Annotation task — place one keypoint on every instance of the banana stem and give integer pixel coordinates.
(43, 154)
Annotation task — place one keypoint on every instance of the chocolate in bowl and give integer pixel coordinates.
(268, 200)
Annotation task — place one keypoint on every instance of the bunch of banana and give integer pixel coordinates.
+ + + + + + +
WHAT TO DO> Reproduce every one of the entries above, requests included. Multiply each pixel coordinate in the answers by 0.95 and round it to the nearest whole number, with halves rounded up.

COMPLETE OUTPUT>
Annotation task — place one keypoint on every instance of the banana stem and give integer pixel coordinates.
(41, 146)
Annotation task — place one keypoint on every instance of the chocolate in bowl and give integer pixel coordinates.
(255, 190)
Annotation task — place one keypoint on every instance of the bunch of banana and give integer pixel coordinates.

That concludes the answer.